#### [Written request 1]
Return the part of the Boko Haram article that starts at the words "Although Boko Haram’s" and ends after "on human rights.", copied word for word.
#### [Written request 2]
Write the next part of the article on Boko Haram and Nigerian capitalism, starting after its final sentence.

#### [Document passage]
(begin)

Boko Haram and Nigerian capitalism

Submitted by AWL on 3 June, 2014 - 6:22

Although Boko Haram’s terror campaign hit the world headlines with its kidnapping of school girls, this group’s hatred of education is not new.

Earlier this year, they attacked a boy’s school killing the children in their beds and burning down the school. What conditions have given rise to the Islamist group?

Boko Haram are based in the northern Nigerian states of Borno, Adamawa, Kaduna, Bauchi, Yobe and Kano. They want to end all secular education, and their name roughly translates as “Western education is forbidden”. They also want to impose a stricter sharia law on the people of Nigeria. A majority of the nine northern states have introduced sharia law, which supports the stoning of women for adultery and other barbaric punishments and restrictions on human rights.

The group’s origins go back to 1990, but its military campaign against the security forces started in 2009. Since then thousands have been killed, including the founder who was beaten to death by the police. The group have now retreated into isolated rural areas from which they run a terror campaign against civilian targets as well as the security forces.

In the year when economists have gushed about the MINT economies (Mexico, Indonesia, Nigeria and Turkey) it seems strange that the north of Nigeria is being thrown into crisis by a medievalist religious insurgency. One reason often sighted is the desperate poverty of this part of Nigeria, but this is only part of the picture.

A rich source of raw materials, the area that is now Nigeria was exploited by The Royal Niger Company (founded 1879). After defeating the ancient state of Benin and other states colonial Nigeria was created under British rule at the end of the nineteenth century. Much of the north had a long history of caste-based Muslim rule. The south with a majority of Christians had the biggest urban centres.

(end)

#### [Entries]
(begin)

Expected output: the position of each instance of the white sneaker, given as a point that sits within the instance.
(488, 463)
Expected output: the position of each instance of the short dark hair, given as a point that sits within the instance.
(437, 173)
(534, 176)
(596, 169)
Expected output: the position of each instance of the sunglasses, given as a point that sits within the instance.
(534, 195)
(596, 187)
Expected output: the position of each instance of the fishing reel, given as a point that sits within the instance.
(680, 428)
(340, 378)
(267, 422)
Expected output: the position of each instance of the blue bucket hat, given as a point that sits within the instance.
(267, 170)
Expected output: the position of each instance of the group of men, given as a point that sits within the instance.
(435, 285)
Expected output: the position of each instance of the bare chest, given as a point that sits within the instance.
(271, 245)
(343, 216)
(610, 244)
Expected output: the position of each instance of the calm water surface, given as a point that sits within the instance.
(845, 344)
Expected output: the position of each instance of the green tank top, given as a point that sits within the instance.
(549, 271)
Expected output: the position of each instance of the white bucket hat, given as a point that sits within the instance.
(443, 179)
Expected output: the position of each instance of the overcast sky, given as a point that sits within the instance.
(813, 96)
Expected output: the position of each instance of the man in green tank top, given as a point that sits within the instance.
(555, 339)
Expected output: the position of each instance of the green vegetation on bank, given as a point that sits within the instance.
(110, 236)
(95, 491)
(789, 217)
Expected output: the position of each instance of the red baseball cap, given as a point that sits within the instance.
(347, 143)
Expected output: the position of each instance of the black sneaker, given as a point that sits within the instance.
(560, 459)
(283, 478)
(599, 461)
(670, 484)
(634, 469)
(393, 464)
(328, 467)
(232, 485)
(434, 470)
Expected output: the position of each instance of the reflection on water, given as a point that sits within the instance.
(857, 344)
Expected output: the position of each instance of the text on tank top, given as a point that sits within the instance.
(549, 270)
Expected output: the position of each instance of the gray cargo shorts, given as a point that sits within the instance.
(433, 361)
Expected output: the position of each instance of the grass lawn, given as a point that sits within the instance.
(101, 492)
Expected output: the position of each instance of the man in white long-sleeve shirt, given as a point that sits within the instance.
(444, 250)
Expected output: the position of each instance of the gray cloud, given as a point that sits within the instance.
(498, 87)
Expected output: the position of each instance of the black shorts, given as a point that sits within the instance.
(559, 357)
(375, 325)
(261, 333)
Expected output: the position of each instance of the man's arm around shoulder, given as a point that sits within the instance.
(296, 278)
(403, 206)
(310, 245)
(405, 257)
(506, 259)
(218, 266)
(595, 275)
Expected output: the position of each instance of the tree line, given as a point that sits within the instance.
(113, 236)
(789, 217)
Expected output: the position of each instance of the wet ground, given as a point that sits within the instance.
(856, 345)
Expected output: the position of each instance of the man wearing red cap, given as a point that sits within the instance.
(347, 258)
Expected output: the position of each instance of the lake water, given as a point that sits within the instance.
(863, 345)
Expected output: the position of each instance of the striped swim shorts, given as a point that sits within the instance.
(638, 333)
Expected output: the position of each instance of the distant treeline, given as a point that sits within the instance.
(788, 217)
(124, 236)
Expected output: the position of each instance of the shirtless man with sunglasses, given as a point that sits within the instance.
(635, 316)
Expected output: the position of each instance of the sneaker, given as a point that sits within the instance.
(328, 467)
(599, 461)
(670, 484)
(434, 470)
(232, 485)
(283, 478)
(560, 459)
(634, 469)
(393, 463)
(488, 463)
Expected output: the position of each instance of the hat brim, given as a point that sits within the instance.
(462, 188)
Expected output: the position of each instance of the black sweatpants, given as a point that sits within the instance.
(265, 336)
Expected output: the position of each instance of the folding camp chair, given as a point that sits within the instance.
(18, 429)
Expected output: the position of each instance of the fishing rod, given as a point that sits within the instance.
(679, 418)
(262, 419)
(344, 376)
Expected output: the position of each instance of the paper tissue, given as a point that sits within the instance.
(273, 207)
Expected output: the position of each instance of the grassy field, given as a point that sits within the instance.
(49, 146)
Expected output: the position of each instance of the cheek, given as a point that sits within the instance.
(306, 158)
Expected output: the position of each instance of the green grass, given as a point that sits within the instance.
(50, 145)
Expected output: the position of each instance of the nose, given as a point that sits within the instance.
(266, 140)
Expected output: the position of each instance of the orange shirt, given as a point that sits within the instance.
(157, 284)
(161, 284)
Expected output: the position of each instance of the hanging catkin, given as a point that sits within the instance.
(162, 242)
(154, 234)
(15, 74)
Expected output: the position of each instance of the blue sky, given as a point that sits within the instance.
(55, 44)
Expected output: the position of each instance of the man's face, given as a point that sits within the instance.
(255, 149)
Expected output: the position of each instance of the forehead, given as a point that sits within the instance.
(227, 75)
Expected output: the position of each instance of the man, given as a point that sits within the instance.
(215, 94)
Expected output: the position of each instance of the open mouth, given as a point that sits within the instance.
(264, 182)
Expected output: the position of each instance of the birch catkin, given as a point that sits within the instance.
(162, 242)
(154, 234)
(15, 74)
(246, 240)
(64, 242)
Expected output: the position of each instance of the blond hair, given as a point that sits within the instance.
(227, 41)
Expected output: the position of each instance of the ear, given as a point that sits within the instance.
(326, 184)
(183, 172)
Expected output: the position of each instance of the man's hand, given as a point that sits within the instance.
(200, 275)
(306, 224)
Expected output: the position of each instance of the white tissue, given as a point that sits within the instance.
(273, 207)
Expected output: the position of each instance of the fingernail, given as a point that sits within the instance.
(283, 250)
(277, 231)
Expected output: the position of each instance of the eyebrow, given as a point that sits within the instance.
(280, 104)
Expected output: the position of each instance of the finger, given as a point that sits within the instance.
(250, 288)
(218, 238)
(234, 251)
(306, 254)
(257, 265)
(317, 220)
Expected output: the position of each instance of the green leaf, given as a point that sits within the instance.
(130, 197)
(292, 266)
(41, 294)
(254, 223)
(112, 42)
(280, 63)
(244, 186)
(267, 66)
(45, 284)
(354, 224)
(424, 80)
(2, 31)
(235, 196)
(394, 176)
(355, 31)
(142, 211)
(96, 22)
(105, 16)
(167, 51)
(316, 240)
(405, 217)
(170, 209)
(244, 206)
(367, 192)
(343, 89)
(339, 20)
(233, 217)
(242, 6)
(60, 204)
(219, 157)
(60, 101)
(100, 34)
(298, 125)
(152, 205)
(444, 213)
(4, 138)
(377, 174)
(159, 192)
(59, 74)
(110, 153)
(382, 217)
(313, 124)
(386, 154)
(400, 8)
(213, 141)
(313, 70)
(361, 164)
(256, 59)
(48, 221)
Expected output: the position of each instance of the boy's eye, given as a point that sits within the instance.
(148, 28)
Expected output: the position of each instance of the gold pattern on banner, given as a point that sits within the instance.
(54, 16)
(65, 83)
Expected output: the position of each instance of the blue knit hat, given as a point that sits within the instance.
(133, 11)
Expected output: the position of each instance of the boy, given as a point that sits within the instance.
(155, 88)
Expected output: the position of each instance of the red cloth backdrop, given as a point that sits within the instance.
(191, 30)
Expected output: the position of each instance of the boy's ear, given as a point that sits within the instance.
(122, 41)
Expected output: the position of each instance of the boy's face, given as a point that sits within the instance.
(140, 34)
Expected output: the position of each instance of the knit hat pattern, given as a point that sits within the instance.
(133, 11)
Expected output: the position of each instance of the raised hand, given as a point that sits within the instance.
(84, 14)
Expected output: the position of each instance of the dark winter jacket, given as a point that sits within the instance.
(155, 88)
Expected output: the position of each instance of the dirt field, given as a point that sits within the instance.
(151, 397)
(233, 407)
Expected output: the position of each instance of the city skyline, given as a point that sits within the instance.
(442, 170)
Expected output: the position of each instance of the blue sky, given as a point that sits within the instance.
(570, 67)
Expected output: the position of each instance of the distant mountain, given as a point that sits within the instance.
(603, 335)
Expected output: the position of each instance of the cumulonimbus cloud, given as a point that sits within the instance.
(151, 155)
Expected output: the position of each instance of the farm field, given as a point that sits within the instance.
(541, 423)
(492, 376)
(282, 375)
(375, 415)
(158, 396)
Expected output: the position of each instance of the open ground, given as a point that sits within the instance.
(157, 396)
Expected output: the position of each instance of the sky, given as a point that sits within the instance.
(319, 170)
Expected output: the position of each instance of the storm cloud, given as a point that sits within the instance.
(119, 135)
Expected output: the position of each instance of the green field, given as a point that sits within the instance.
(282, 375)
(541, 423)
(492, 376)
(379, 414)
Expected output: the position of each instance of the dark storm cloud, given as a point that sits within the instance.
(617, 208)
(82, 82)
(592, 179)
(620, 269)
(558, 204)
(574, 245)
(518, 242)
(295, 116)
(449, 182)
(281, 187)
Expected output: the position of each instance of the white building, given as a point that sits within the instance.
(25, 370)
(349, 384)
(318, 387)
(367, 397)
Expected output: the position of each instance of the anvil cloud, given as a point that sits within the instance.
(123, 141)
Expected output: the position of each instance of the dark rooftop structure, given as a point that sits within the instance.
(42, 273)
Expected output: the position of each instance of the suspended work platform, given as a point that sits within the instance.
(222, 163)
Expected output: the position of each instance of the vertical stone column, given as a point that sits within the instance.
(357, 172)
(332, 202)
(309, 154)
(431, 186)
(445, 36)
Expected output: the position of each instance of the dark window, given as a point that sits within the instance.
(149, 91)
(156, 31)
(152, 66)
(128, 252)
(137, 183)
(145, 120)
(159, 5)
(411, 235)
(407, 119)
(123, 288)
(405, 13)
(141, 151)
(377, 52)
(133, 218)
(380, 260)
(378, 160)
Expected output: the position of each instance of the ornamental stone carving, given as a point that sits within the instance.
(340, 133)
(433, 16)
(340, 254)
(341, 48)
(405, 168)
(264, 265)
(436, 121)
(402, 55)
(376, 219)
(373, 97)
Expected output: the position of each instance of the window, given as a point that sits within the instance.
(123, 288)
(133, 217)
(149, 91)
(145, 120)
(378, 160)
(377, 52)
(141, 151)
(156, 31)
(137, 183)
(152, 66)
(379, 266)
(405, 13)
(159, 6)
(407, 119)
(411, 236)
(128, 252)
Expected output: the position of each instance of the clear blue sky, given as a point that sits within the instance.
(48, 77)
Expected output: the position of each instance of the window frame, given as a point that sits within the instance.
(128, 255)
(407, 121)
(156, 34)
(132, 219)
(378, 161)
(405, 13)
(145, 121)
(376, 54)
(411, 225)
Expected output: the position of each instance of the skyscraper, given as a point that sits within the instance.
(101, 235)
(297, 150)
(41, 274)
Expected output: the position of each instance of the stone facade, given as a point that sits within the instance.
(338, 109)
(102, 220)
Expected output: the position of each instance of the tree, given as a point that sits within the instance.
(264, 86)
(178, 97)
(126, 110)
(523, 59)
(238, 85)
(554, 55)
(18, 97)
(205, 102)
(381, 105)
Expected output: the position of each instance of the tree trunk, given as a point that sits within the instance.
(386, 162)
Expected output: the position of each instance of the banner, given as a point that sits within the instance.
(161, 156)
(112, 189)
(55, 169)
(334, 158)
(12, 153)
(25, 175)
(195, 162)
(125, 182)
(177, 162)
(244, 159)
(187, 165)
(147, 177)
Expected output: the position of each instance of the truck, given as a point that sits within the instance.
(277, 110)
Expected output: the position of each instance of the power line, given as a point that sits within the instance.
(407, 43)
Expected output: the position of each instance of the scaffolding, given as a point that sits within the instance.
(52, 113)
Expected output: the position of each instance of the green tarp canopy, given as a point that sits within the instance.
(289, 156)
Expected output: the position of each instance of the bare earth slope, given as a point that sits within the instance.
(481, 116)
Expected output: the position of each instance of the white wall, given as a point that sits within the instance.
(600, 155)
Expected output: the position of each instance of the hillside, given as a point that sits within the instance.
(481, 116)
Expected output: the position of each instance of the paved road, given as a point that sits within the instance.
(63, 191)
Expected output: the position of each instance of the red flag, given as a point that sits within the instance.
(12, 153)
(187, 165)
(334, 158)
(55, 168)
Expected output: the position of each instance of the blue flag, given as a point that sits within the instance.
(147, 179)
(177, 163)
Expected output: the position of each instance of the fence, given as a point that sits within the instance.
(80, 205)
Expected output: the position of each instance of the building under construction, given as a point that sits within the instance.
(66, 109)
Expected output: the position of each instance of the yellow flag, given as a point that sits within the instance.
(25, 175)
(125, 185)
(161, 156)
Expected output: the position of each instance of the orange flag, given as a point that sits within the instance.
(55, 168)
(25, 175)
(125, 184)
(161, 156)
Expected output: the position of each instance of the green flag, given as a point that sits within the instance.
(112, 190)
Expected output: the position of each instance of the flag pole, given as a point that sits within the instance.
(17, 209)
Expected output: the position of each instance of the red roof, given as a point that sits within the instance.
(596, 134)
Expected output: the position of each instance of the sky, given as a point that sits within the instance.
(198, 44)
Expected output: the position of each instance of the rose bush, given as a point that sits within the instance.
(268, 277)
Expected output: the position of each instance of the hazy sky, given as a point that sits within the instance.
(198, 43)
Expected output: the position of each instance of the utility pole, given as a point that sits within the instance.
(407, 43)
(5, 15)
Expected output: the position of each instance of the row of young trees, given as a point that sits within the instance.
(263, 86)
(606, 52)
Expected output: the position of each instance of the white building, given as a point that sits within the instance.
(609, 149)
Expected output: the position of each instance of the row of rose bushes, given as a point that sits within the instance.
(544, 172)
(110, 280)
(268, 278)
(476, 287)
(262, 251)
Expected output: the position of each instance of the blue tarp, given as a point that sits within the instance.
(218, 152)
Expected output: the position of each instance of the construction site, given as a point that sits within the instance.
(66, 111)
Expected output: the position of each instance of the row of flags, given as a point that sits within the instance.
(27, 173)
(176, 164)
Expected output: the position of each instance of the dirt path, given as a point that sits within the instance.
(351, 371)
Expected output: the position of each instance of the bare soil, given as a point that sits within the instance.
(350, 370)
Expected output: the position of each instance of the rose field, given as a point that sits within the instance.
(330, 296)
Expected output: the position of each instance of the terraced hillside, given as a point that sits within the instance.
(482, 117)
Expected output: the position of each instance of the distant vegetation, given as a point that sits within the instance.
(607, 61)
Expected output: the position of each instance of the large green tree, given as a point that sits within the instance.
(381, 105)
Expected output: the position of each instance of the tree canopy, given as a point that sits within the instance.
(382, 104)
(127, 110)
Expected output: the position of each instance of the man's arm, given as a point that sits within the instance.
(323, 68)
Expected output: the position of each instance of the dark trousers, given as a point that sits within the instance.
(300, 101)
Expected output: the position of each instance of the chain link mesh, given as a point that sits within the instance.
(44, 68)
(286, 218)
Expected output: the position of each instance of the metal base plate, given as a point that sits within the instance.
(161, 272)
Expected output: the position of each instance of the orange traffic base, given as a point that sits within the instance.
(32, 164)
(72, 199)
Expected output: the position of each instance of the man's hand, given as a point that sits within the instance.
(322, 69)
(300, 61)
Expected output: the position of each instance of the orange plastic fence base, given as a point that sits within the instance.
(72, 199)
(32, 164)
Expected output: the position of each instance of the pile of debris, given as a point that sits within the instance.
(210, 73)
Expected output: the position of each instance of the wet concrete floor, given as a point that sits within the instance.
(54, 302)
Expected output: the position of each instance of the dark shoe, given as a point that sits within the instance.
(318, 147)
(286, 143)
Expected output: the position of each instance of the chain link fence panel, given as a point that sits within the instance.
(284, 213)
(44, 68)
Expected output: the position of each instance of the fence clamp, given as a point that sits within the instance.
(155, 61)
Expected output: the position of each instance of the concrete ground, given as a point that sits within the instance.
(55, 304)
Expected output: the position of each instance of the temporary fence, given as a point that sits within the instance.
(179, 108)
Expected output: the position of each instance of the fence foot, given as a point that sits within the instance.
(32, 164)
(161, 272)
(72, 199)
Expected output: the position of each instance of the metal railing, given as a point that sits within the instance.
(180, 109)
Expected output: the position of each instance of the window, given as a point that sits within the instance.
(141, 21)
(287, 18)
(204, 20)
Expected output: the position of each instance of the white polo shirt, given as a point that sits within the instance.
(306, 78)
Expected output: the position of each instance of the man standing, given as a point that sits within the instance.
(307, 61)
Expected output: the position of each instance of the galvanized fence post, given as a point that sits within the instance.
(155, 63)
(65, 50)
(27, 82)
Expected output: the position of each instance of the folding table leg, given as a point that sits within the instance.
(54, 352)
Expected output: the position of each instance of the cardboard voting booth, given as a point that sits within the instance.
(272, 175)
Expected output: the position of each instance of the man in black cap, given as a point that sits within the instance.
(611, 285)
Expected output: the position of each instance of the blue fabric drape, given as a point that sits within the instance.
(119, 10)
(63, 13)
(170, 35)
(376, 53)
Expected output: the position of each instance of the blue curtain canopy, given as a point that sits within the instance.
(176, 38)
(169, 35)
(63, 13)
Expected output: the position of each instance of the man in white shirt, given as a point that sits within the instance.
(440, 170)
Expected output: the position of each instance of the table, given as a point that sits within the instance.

(end)

#### [Exercise output 1]
Although Boko Haram’s terror campaign hit the world headlines with its kidnapping of school girls, this group’s hatred of education is not new.

Earlier this year, they attacked a boy’s school killing the children in their beds and burning down the school. What conditions have given rise to the Islamist group?

Boko Haram are based in the northern Nigerian states of Borno, Adamawa, Kaduna, Bauchi, Yobe and Kano. They want to end all secular education, and their name roughly translates as “Western education is forbidden”. They also want to impose a stricter sharia law on the people of Nigeria. A majority of the nine northern states have introduced sharia law, which supports the stoning of women for adultery and other barbaric punishments and restrictions on human rights.

#### [Exercise output 2]
The British were keen to keep Nigerians divided especially as a radical movement for independence grew across Africa. The British favoured the Muslim rulers in the north and in the run up to independence (1960) lined them up to run the Nigerian state and military. Since independence Nigeria has suffered from military rule — 1966-1979 and 1983-1998.

In Nigeria access to wealth and power is through the state. In the south a capitalist class has developed rapidly however the massive oil revenues of Africa’s biggest oil producer remain a magnet for corruption within the state. Getting elected is the way to get your nose in the trough; often it involves ballot rigging and getting your ethnic or religious group to vote for you.

Nigerian president Goodluck Jonathan suspended the central bank governor Lamido Sanusi earlier this year in what many saw as revenge. Lamido Sanusi had raised concerns about 10-20 billion dollars going missing from the state-owned Nigerian National Petroleum Corporation. Despite massive exports of oil and petrol (35% of GDP, 70% of exports) little of the income makes its way to the wider population.

The last military junta gave way to civilian rule following a movement for democracy that included oil workers’ strikes.

The leaders of all the oil unions, even those set up by the government, were locked up. The leading opposition politician M K O Abiola, a southern millionaire who credibly claimed he had won the Presidential election in 1993, was arrested and kept in solitary confinement until 1998 when he died in suspicious circumstances.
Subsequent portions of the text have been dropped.